▶ **YOUR OBJECTIVE**
Write out all entries word for word.
== LISTED RECORDS ==
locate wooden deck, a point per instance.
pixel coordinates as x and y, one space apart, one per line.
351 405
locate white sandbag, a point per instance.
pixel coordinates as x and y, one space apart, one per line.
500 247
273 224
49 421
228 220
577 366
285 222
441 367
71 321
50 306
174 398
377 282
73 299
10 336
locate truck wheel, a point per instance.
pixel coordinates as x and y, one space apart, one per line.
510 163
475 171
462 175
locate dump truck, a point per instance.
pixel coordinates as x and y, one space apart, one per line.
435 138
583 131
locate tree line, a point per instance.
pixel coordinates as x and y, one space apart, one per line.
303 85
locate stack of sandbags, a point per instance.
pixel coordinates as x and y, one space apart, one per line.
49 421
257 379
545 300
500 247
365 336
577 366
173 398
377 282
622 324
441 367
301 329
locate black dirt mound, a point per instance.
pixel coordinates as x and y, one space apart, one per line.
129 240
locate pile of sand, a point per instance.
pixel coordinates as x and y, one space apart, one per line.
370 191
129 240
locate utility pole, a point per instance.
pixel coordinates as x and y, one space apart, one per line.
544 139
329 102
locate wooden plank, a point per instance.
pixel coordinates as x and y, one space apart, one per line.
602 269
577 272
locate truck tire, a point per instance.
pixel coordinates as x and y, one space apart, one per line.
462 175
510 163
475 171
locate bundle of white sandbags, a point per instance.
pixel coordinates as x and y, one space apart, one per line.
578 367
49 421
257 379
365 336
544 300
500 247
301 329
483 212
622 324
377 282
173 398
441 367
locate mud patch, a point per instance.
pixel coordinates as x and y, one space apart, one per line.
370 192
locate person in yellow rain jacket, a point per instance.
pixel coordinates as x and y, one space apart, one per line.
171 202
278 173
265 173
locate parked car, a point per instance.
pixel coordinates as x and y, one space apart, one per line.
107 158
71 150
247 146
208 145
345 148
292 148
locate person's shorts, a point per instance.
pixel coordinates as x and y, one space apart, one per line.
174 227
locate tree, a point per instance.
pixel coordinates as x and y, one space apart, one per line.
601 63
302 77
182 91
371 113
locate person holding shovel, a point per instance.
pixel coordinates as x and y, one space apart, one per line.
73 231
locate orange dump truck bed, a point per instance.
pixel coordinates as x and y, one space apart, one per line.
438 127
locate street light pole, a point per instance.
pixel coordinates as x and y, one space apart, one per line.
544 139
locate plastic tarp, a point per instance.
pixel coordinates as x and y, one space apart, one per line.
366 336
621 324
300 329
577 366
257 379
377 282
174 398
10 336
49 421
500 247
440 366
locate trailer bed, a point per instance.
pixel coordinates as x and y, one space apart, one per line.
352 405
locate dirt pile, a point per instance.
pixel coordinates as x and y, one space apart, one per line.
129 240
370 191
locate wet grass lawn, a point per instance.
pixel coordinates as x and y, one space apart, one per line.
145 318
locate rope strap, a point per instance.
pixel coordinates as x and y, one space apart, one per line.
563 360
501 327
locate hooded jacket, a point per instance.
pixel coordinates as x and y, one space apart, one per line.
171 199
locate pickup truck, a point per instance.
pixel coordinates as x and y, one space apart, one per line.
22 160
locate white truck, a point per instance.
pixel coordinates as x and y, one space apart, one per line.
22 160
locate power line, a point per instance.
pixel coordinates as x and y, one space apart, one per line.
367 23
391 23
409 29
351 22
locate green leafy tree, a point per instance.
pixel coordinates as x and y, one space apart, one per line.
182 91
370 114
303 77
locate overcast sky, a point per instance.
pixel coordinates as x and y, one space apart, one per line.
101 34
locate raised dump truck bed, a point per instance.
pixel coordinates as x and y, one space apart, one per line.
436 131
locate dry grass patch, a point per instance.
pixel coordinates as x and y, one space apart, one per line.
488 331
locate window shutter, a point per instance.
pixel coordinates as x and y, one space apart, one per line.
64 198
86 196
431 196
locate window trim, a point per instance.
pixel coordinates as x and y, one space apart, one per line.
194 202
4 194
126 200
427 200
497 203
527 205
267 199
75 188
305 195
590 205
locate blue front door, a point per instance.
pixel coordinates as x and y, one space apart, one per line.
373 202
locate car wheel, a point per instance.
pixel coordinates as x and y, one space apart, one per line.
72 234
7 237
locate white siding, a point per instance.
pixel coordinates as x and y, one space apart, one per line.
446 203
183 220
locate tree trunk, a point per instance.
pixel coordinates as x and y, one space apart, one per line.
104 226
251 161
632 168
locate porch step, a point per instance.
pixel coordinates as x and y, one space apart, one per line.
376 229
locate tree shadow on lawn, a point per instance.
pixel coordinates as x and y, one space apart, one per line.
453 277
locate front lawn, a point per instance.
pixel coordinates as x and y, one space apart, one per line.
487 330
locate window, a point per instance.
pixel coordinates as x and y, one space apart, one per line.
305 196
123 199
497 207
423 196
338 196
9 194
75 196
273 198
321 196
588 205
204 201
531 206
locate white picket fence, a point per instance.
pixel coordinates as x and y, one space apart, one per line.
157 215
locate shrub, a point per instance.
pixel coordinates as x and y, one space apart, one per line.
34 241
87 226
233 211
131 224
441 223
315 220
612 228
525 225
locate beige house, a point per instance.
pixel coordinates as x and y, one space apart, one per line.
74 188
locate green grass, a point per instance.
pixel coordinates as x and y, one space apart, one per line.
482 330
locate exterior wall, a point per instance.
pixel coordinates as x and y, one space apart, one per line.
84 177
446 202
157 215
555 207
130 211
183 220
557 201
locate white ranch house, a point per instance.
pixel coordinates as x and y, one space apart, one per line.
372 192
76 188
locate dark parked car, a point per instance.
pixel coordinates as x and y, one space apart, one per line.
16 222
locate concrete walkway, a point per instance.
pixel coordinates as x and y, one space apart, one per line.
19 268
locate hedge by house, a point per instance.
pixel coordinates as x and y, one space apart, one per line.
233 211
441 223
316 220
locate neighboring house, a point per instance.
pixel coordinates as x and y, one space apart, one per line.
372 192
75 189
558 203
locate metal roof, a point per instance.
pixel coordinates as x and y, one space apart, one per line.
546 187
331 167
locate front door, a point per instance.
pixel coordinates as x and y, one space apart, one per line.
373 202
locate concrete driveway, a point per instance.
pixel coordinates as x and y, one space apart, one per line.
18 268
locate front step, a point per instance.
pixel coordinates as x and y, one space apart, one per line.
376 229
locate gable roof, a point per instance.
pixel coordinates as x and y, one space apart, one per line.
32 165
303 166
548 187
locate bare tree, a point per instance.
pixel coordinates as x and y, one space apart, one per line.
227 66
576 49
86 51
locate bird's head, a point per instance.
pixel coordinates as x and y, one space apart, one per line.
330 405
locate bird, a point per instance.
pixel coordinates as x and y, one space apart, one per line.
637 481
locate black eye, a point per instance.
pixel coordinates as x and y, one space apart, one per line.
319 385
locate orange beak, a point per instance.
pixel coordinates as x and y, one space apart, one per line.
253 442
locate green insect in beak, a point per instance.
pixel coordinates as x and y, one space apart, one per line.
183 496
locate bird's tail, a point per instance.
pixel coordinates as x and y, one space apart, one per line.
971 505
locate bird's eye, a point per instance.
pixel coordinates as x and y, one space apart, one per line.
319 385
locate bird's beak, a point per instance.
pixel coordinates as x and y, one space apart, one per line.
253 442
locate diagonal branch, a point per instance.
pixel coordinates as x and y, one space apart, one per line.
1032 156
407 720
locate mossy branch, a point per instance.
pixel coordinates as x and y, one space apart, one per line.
===
▶ **COMPLETE ANSWER**
locate wooden deck, a point per instance.
pixel coordinates as x and y, one space apart, one per line.
351 405
locate white sandbag, a point per instance.
pixel coordinates as x and y, one space apart, one per line.
500 247
273 224
49 421
228 220
577 366
285 222
441 367
71 321
50 306
174 398
377 282
73 299
10 336
locate truck wheel, a point per instance.
pixel coordinates as x and y, one space apart, one per line.
510 163
475 171
462 175
locate dump truck, a point per instance.
pixel coordinates as x and y, one space apart, one per line.
435 138
583 131
locate tree line, a point per instance.
pixel coordinates as x and y, one space apart, one per line.
303 85
locate stack of sandbags, a point per instance.
pixel coordinates as x and y, one space apart, one per line.
49 421
257 379
545 300
500 247
365 336
577 366
173 398
377 282
622 324
441 367
301 329
locate black dirt mound, a point per instance.
pixel coordinates as x and y, one space apart, one per line.
129 240
locate pile of sand, a point per instance.
pixel coordinates as x and y, one space apart, one per line.
370 191
129 240
locate utility pole, a point per instance.
pixel coordinates as x and y, one space apart, one per line.
544 139
329 102
locate wooden plank, a point per instance.
pixel coordinates as x and y, one space apart, one per line.
602 269
577 272
locate truck tire, a point per instance.
pixel coordinates as x and y, one space apart, one per line.
462 175
510 163
475 171
locate bundle of white sandbags, a point per instance.
pixel coordinates as x and y, one space apart, one per line.
578 367
49 421
257 379
365 336
544 300
500 247
301 329
483 212
622 324
377 282
173 398
441 367
locate mud patch, a point per instance.
pixel coordinates as x and y, one space apart, one per line.
370 192
locate person in yellow rain jacket, a point per instance.
pixel coordinates as x and y, one space apart, one per line.
171 202
278 173
265 173
locate parked car, a point per instance.
pixel coordinates as x and y, one space apart, one per line.
107 158
71 150
247 146
208 145
345 148
292 148
locate person's shorts, a point per instance.
pixel coordinates as x and y, one space apart, one per line.
174 227
locate tree, a point per instance.
pixel coordinates as x and y, one space apart, one per line.
601 63
302 77
182 91
371 113
locate person holding shovel, a point per instance.
pixel coordinates as x and y, one space apart, one per line.
73 231
locate orange dump truck bed, a point per instance.
pixel coordinates as x and y, one space apart, one per line.
438 127
locate street light pole, a point per instance.
pixel coordinates as x and y, one space apart, one per line.
544 139
locate plastic tarp, a point per instance.
pixel coordinates as x and y, one space apart, one per line.
366 336
621 324
300 329
577 366
257 379
377 282
174 398
10 336
49 421
500 247
440 366
locate trailer bed, a point per instance.
pixel coordinates as x and y, one space apart, one per line.
352 405
locate dirt pile, a point per instance.
pixel coordinates as x and y, one space apart, one per line.
129 240
370 191
locate wet grass lawn, a point per instance.
pixel coordinates as x and y, one space apart, one per line.
145 318
locate rope strap, a point per instance.
pixel coordinates as x and y, one space apart, one per line.
563 360
501 327
locate hooded jacket, a point per instance.
pixel coordinates as x and y, one space apart, one per line.
171 199
locate pickup truck, a point per instance.
pixel coordinates as x and y, one space apart, one per line.
22 160
locate white truck, a point per instance.
pixel coordinates as x and y, one space apart, one per line.
22 160
locate power line, a point per instance.
pixel coordinates as x and y, one space apart, one per line.
367 23
391 23
409 29
351 22
locate green leafy tree, a point per instance.
pixel coordinates as x and y, one space apart, one per line.
182 91
370 114
303 77
locate overcast sky, a point per instance.
pixel coordinates as x and y, one space apart, one per line.
101 34
locate raised dump truck bed, a point per instance.
pixel coordinates as x and y, one space apart, one per line.
436 131
locate dry grass patch, a point per instance.
pixel coordinates as x and y, one space apart, one per line.
488 331
locate window shutter, a point per instance.
pixel coordinates as x and y, one space apart, one per line.
64 198
86 196
431 196
locate window trim, a point per instance.
pixel coordinates as x and y, one space apart, one per line.
194 202
4 194
126 200
427 200
497 203
527 205
267 199
75 188
305 195
590 205
locate blue front door, a point per instance.
pixel coordinates as x and y, one space apart, one per line.
373 202
locate car wheel, a point per instance.
pixel coordinates as x and y, one space apart, one per line.
72 234
7 237
locate white siding, a point per instance.
pixel coordinates as x and y, one space apart, one per line.
446 203
183 220
locate tree trunk, a point per instance.
pixel coordinates as x and y, one space apart, one per line.
104 226
251 161
632 168
locate porch step, a point per instance.
pixel coordinates as x and y, one space apart, one per line.
376 229
locate tree shadow on lawn, a point per instance.
pixel coordinates as x and y, one space apart, one per line.
453 277
locate front lawn, a point per instance.
pixel coordinates as x and y, one space apart, one per line.
487 330
locate window, a point per instance.
pixel coordinates as x and y, one space apart, one per line.
305 196
123 199
497 207
423 196
338 196
9 194
75 196
273 198
321 196
588 205
204 201
531 206
locate white picket fence, a point per instance.
pixel coordinates as x and y, one space apart, one per line.
157 215
locate shrub, a point per instance.
pixel coordinates as x and y, one space apart, one per line.
34 241
87 226
233 211
131 224
441 223
315 220
612 228
525 225
locate beige house, a point per instance.
pixel coordinates as x and y, one space apart, one per line.
74 188
locate green grass, a point per instance.
pixel coordinates as x and y, one space apart, one per line.
482 330
locate exterior wall, a point per instance.
pixel coordinates as x and y, one space apart, one per line.
84 177
446 202
157 215
555 207
130 211
183 220
557 201
locate white ranch house, a point per instance.
pixel coordinates as x and y, one space apart, one per line.
372 192
76 188
locate dark parked car, a point per instance.
pixel coordinates as x and y, one space apart, one per line.
16 222
locate concrete walkway, a point per instance.
pixel coordinates as x and y, one space apart, one per line.
19 268
locate hedge by house, a point per instance.
pixel coordinates as x and y, one space apart, one per line.
233 211
441 223
316 220
locate neighboring house, a point per instance.
pixel coordinates as x and y, one space apart, one per line.
372 192
75 189
558 203
locate metal roof, a point per instance.
pixel coordinates as x and y, one space apart, one per line.
546 187
331 167
locate front door, a point per instance.
pixel coordinates as x and y, one space apart, one per line.
373 202
locate concrete driveway, a point per instance.
pixel coordinates as x and y, one space apart, one per line.
18 268
locate front step, a point per instance.
pixel coordinates as x and y, one space apart, one per line.
376 229
locate gable roof, a point per instance.
pixel coordinates as x and y, one space apart, one per line.
32 165
303 166
548 187
locate bare tree, a point per instance.
pixel coordinates as x and y, one space apart, one per line.
227 66
576 49
86 51
locate bird's head, a point per instance.
pixel coordinates as x and y, one space apart, one per line.
330 405
locate bird, a point per instance.
pixel coordinates as x and y, one space apart, one per line.
637 481
locate black eye, a point per instance.
pixel coordinates as x and y, one space apart, one per line.
319 385
locate orange beak, a point per instance.
pixel coordinates as x and y, one space apart, one per line.
253 442
locate green insect in beak, a point per instance.
pixel coordinates as x and y, one space apart, one per line.
183 496
locate bird's tail, a point per instance.
pixel coordinates as x and y, one space apart, one per line.
971 505
locate bird's eye, a point per instance.
pixel coordinates as x and y, one space apart, one per line.
319 385
locate bird's beak, a point per instance.
pixel coordinates as x and y, one space apart, one per line.
253 442
locate diagonal branch, a point per instance.
pixel coordinates as x and y, one space apart, one per line.
1032 156
407 720
locate mossy branch, a point per instance.
pixel coordinates as x and y, one space apart, one per line.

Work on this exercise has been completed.